### DATA PROVIDED
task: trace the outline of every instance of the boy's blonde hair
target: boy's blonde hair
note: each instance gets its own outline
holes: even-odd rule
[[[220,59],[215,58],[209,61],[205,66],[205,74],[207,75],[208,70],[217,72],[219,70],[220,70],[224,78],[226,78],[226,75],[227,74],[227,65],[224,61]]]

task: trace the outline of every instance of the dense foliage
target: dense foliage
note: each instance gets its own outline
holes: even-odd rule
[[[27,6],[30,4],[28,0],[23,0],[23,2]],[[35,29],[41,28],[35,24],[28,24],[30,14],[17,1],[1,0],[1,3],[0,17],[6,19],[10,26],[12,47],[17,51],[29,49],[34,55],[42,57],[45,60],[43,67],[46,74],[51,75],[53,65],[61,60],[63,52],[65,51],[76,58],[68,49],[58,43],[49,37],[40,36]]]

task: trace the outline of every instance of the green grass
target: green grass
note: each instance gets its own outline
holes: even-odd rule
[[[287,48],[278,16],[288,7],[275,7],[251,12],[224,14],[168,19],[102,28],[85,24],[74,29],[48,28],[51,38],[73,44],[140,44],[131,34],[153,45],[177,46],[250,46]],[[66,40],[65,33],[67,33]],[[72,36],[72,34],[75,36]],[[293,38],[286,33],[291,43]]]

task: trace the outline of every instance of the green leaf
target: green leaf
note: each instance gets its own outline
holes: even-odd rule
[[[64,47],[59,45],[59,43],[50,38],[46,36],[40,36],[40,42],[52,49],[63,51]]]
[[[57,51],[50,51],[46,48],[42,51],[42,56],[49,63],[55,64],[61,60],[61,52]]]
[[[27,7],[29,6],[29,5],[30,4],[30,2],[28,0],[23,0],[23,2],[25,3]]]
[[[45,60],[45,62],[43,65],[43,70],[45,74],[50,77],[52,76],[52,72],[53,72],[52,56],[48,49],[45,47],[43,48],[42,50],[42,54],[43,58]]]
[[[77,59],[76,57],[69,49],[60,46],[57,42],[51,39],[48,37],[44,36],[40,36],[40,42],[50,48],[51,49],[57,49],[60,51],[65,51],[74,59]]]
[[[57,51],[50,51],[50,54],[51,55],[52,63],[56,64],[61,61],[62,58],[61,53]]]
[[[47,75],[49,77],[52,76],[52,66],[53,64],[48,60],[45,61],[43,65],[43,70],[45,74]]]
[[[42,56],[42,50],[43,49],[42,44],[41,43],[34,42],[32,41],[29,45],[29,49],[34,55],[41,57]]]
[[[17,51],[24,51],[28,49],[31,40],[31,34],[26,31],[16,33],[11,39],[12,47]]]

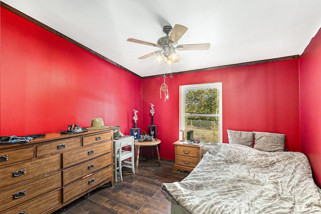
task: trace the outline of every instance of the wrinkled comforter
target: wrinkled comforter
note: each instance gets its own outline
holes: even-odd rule
[[[192,213],[321,213],[307,158],[222,144],[181,182],[165,183],[168,200]]]

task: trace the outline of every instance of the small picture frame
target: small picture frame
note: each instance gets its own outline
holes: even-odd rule
[[[180,136],[179,136],[180,141],[185,141],[185,131],[184,130],[180,130]]]

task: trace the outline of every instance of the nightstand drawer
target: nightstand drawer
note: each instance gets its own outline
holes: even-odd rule
[[[23,203],[61,186],[61,173],[59,171],[0,191],[0,210]]]
[[[73,138],[37,146],[37,156],[41,157],[50,154],[61,153],[65,150],[80,147],[81,138]]]
[[[197,157],[198,153],[199,152],[199,151],[198,148],[179,146],[177,147],[177,152],[179,155]]]
[[[33,147],[0,152],[0,166],[33,159],[34,153]]]
[[[59,205],[61,203],[61,188],[19,205],[13,209],[4,212],[11,213],[41,213]]]
[[[112,158],[112,154],[110,153],[64,170],[62,172],[63,185],[67,185],[86,175],[111,165]]]
[[[184,166],[195,167],[198,163],[197,157],[188,157],[186,156],[177,155],[176,164]]]
[[[66,168],[111,152],[111,141],[105,141],[63,153],[63,168]]]
[[[93,174],[82,178],[74,183],[63,188],[64,203],[72,199],[82,192],[91,188],[94,188],[98,184],[112,176],[111,166],[103,169]]]
[[[60,154],[2,168],[0,189],[60,169]]]
[[[82,139],[82,144],[83,146],[87,146],[105,140],[111,140],[111,132],[84,137]]]

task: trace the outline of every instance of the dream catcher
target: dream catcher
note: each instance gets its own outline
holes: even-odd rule
[[[162,92],[164,92],[164,95],[165,96],[165,100],[164,102],[166,102],[166,100],[170,99],[169,95],[169,87],[166,83],[165,83],[165,78],[166,76],[164,75],[164,83],[160,85],[160,88],[159,88],[159,95],[160,95],[160,98],[162,99]]]

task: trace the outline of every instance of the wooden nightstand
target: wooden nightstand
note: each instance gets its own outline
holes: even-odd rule
[[[191,172],[203,158],[203,143],[188,144],[178,141],[175,146],[174,171],[188,171]]]

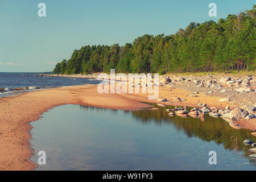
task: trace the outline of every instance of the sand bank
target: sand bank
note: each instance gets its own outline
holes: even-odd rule
[[[225,107],[230,103],[220,104],[220,98],[197,94],[185,97],[188,91],[167,87],[159,88],[159,97],[169,98],[178,96],[186,101],[172,101],[168,105],[195,106],[198,102],[208,106]],[[79,104],[104,108],[138,110],[149,105],[140,102],[148,100],[146,94],[100,94],[97,85],[74,86],[31,92],[18,96],[0,98],[0,170],[34,170],[36,165],[30,159],[33,151],[30,123],[37,120],[48,110],[64,104]],[[166,103],[164,103],[166,104]],[[221,105],[220,105],[221,104]],[[248,125],[245,122],[245,127]],[[251,123],[250,123],[251,124]],[[255,127],[254,125],[250,127]]]

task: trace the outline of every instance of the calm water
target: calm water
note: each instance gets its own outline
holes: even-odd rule
[[[0,98],[16,95],[24,92],[51,87],[96,84],[99,81],[94,79],[33,76],[39,73],[0,73]],[[29,76],[23,76],[23,75]],[[16,88],[19,88],[17,90]]]
[[[155,105],[154,105],[155,106]],[[127,111],[67,105],[32,123],[37,170],[255,170],[248,157],[251,131],[236,130],[221,118],[171,117],[159,110]],[[217,152],[217,165],[208,163]]]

### EXERCISE
Please write out all the records above again, substituting "draw the boundary" for "trace the outline" and leaving everything else unchanged. Omit the pictures from your answer.

### SOLUTION TO THIS TASK
task: draw the boundary of every instance of the boy's blonde hair
target: boy's blonde hair
note: each instance gets its own outline
holes: even-odd rule
[[[220,59],[215,58],[209,61],[205,66],[205,74],[207,75],[208,70],[217,72],[219,70],[220,70],[224,78],[226,78],[226,75],[227,74],[227,65],[224,61]]]

task: draw the boundary of every instance of the dense foliage
target: dense foliage
note: each instance gets its own outline
holes: even-odd rule
[[[27,6],[30,4],[28,0],[23,0],[23,2]],[[35,29],[41,28],[35,24],[28,24],[30,14],[17,1],[1,0],[1,3],[0,17],[6,19],[10,26],[12,47],[17,51],[29,49],[34,55],[42,57],[45,60],[43,67],[46,74],[51,75],[53,65],[61,60],[63,52],[65,51],[76,58],[68,49],[58,43],[49,37],[40,36]]]

task: draw the boundary of every instance of the green grass
target: green grass
note: each instance gets its own outline
holes: even-odd rule
[[[287,48],[278,16],[288,7],[275,7],[251,12],[224,14],[168,19],[102,28],[85,24],[74,29],[48,28],[51,38],[73,44],[140,44],[131,34],[153,45],[177,46],[250,46]],[[66,40],[65,33],[67,33]],[[72,36],[72,34],[75,36]],[[293,38],[286,33],[291,43]]]

task: draw the boundary of every instance of the green leaf
target: green leaf
note: each instance gets its own outline
holes: even-odd rule
[[[64,47],[59,45],[59,43],[50,38],[46,36],[40,36],[40,42],[52,49],[63,51]]]
[[[57,51],[50,51],[46,48],[42,51],[42,56],[49,63],[55,64],[61,60],[61,52]]]
[[[27,7],[29,6],[29,5],[30,4],[30,2],[28,0],[23,0],[23,2],[25,3]]]
[[[45,60],[45,62],[43,65],[43,70],[45,74],[50,77],[52,76],[52,72],[53,72],[52,56],[48,49],[45,47],[43,48],[42,50],[42,54],[43,58]]]
[[[77,59],[76,57],[69,49],[60,46],[57,42],[51,39],[48,37],[44,36],[40,36],[40,42],[50,48],[51,49],[57,49],[60,51],[65,51],[74,59]]]
[[[57,51],[50,51],[50,54],[51,55],[52,63],[56,64],[61,61],[62,58],[61,53]]]
[[[47,75],[49,77],[52,76],[52,66],[53,64],[48,60],[45,61],[43,65],[43,70],[45,74]]]
[[[42,56],[42,50],[43,49],[42,44],[41,43],[34,42],[32,41],[29,45],[29,49],[34,55],[41,57]]]
[[[17,51],[24,51],[28,49],[31,40],[31,34],[26,31],[16,33],[11,39],[12,47]]]

task: draw the boundary of every instance of the wrinkled comforter
target: wrinkled comforter
note: each instance gets its own outline
holes: even-odd rule
[[[192,213],[321,213],[307,158],[222,144],[181,182],[165,183],[168,200]]]

task: draw the boundary of every instance of the small picture frame
target: small picture frame
note: each instance gets its own outline
holes: even-odd rule
[[[180,136],[179,136],[180,141],[185,141],[185,131],[184,130],[180,130]]]

task: draw the boundary of every instance of the nightstand drawer
target: nightstand drawer
note: each instance gets its own outline
holes: even-odd rule
[[[23,203],[61,186],[61,173],[59,171],[0,191],[0,210]]]
[[[73,138],[37,146],[37,156],[41,157],[50,154],[61,153],[65,150],[80,147],[81,138]]]
[[[197,157],[198,153],[199,152],[199,151],[198,148],[179,146],[177,147],[177,152],[179,155]]]
[[[33,147],[0,152],[0,166],[33,159],[34,153]]]
[[[59,205],[61,203],[61,188],[19,205],[13,209],[4,212],[11,213],[41,213]]]
[[[112,158],[112,154],[110,153],[64,170],[62,172],[63,185],[67,185],[86,175],[111,165]]]
[[[184,166],[195,167],[198,163],[197,157],[188,157],[186,156],[177,155],[176,164]]]
[[[66,168],[111,152],[111,141],[105,141],[63,153],[63,168]]]
[[[93,174],[82,178],[74,183],[63,188],[64,203],[72,199],[82,192],[91,188],[94,188],[98,184],[112,176],[111,166],[103,169]]]
[[[60,154],[2,168],[0,189],[60,169]]]
[[[82,139],[82,144],[83,146],[87,146],[105,140],[111,140],[111,132],[84,137]]]

task: draw the boundary of every instance of the dream catcher
target: dream catcher
note: each instance gets its own outline
holes: even-odd rule
[[[162,92],[164,92],[164,95],[165,96],[165,100],[164,102],[166,102],[166,100],[170,99],[169,95],[169,87],[166,83],[165,83],[165,78],[166,76],[164,75],[164,83],[160,85],[160,88],[159,88],[159,95],[160,95],[160,98],[162,99]]]

task: draw the boundary of every instance of the wooden nightstand
target: wooden nightstand
note: each instance gets its own outline
holes: even-odd rule
[[[191,172],[203,158],[203,143],[188,144],[178,141],[175,146],[174,171],[188,171]]]

task: draw the boundary of every instance of the sand bank
target: sand bank
note: each instance gets its own outline
holes: even-odd rule
[[[225,107],[230,103],[220,104],[220,98],[197,94],[185,97],[188,91],[167,87],[159,88],[159,97],[169,98],[178,96],[186,101],[172,101],[168,105],[195,106],[198,102],[208,106]],[[79,104],[104,108],[138,110],[149,105],[140,102],[148,100],[146,94],[100,94],[97,85],[74,86],[31,92],[18,96],[0,98],[0,170],[34,170],[36,165],[30,159],[33,151],[30,123],[37,120],[48,110],[64,104]],[[166,103],[164,103],[166,104]],[[221,105],[220,105],[221,104]],[[248,125],[245,122],[245,127]],[[251,123],[250,123],[251,124]],[[255,127],[254,125],[250,127]]]

task: draw the boundary of every instance of the calm water
target: calm water
note: each instance gets its own outline
holes: even-odd rule
[[[0,98],[16,95],[24,92],[51,87],[96,84],[99,81],[94,79],[33,76],[39,73],[0,73]],[[29,76],[23,76],[23,75]],[[16,88],[19,88],[17,90]]]
[[[155,105],[154,105],[155,106]],[[127,111],[67,105],[32,123],[37,170],[255,170],[248,157],[251,131],[236,130],[221,118],[171,117],[159,110]],[[217,152],[217,165],[208,163]]]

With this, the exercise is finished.